- _What you need to do_: Reproduce word for word the rows below, from the line with "For every instance of the bird's" through the final line of the rows.

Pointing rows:
## START

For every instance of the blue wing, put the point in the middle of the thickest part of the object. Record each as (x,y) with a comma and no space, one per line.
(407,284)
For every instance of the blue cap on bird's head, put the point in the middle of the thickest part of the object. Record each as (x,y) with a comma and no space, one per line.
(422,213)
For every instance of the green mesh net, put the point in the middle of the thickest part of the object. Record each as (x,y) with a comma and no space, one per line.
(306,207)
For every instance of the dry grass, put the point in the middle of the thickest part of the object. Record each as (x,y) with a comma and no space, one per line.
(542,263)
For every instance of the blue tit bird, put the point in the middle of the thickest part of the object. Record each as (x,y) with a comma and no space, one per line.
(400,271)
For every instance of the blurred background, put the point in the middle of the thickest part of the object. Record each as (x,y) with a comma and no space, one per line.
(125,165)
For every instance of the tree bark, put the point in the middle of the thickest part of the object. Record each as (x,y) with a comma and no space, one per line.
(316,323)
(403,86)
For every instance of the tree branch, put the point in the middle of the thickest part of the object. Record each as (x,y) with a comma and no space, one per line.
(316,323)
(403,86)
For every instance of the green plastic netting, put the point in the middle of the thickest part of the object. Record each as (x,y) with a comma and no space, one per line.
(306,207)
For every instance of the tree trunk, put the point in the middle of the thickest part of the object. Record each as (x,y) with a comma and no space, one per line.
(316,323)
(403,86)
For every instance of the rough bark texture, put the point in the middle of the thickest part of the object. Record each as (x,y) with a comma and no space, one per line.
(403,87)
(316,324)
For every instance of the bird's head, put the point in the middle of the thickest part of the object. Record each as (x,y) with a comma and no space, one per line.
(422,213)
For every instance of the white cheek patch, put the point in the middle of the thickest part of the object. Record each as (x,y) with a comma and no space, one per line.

## END

- _Full solution_:
For every instance of the bird's head, put the point in the middle of the thickest part of the object. Record each as (x,y) with a comma and no space, one per line.
(422,213)
For every instance of the white cheek patch, put the point in the middle of the thickest part of the object. Record each as (x,y) with a comma and no space, one per line.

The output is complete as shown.